Problem description:
Can you retype every row below verbatim, leaving out the pictures?

Information given:

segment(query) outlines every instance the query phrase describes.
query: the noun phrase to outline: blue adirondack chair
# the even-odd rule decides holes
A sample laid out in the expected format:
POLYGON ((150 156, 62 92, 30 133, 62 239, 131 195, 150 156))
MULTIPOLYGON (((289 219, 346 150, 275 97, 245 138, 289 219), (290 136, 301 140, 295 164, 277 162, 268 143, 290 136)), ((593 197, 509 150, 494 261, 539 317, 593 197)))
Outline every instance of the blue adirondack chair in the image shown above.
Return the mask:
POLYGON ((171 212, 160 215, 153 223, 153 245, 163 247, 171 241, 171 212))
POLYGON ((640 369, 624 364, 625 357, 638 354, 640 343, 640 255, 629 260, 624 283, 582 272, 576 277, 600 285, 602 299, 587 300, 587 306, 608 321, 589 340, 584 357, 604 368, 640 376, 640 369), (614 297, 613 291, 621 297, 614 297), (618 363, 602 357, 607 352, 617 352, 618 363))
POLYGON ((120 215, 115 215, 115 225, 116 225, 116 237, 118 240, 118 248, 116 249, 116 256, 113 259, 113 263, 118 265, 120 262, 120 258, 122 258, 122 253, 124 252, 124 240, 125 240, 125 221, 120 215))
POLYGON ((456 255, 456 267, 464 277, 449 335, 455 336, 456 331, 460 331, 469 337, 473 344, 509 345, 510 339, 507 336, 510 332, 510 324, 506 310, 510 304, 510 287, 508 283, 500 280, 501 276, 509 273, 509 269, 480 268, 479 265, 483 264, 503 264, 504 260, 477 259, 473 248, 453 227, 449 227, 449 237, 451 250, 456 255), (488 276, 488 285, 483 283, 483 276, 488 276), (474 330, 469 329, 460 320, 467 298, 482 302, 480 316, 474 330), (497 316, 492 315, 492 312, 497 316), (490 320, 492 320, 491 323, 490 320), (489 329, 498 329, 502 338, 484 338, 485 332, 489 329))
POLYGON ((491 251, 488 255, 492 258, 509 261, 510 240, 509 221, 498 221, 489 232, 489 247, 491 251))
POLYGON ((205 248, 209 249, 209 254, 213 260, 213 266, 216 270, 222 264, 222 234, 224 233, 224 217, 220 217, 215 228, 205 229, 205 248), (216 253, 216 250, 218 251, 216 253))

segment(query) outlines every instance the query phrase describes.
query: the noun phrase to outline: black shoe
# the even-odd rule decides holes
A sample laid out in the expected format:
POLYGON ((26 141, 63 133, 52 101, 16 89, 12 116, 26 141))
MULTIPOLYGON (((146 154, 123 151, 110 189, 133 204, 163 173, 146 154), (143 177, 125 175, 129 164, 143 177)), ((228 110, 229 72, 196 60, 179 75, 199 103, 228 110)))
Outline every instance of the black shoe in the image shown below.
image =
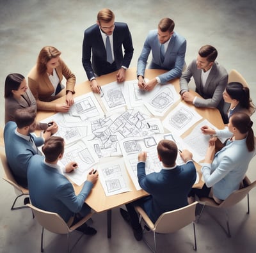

Answer below:
segment(query) outlines every instance the query phrase describes.
query: the noun phrase to outline: blue adirondack chair
# the even-odd rule decides holes
A sample laid out in the expected format:
POLYGON ((150 156, 62 92, 30 133, 62 239, 131 195, 150 156))
MULTIPOLYGON (((289 219, 346 150, 275 97, 245 138, 289 219), (290 136, 301 140, 295 164, 277 162, 268 143, 290 136)), ((593 197, 509 150, 494 261, 539 317, 593 197)))
Outline every instance of the blue adirondack chair in the image shown above.
Return the mask:
POLYGON ((171 212, 160 215, 153 223, 153 245, 163 247, 171 241, 171 212))
POLYGON ((640 369, 624 364, 625 357, 638 354, 640 343, 640 255, 629 260, 624 283, 582 272, 576 277, 600 285, 602 299, 587 300, 587 306, 608 321, 589 340, 584 357, 604 368, 640 376, 640 369), (614 297, 613 291, 621 297, 614 297), (618 363, 602 357, 607 352, 617 352, 618 363))
POLYGON ((120 215, 115 215, 115 225, 116 225, 116 237, 118 240, 118 248, 116 249, 116 256, 113 259, 113 263, 118 265, 120 262, 120 258, 122 258, 122 253, 124 252, 124 240, 125 240, 125 221, 120 215))
POLYGON ((456 255, 456 267, 464 277, 449 335, 455 336, 456 331, 460 331, 469 337, 473 344, 509 345, 510 339, 507 336, 510 332, 510 324, 506 310, 510 304, 510 287, 508 283, 500 280, 501 276, 509 273, 509 269, 480 268, 479 265, 483 264, 503 264, 504 260, 477 259, 473 248, 453 227, 449 227, 449 237, 451 250, 456 255), (488 276, 488 285, 483 283, 483 276, 488 276), (474 330, 469 329, 460 320, 467 298, 482 302, 480 316, 474 330), (497 316, 492 315, 492 312, 497 316), (490 320, 492 320, 491 323, 490 320), (489 329, 498 329, 502 338, 484 338, 485 332, 489 329))
POLYGON ((491 251, 488 255, 492 258, 509 261, 510 240, 509 221, 498 221, 489 232, 489 247, 491 251))
POLYGON ((205 248, 209 249, 209 254, 213 260, 213 266, 216 270, 222 264, 222 234, 224 233, 224 217, 220 217, 215 228, 205 229, 205 248), (216 253, 216 250, 218 251, 216 253))

segment(query) outlines every instance the query phrase describes.
query: the noun phrase to outline: black shoe
# the even-odd rule decides holes
A sample laid out in the expected format:
POLYGON ((26 141, 63 133, 52 101, 16 89, 12 116, 26 141))
MULTIPOLYGON (((146 154, 123 151, 110 189, 133 204, 163 173, 146 154), (143 177, 125 175, 129 164, 143 177)), ((228 110, 229 72, 196 60, 179 75, 199 103, 228 110)))
Outline every instance of the black shoe in the image shown below.
image =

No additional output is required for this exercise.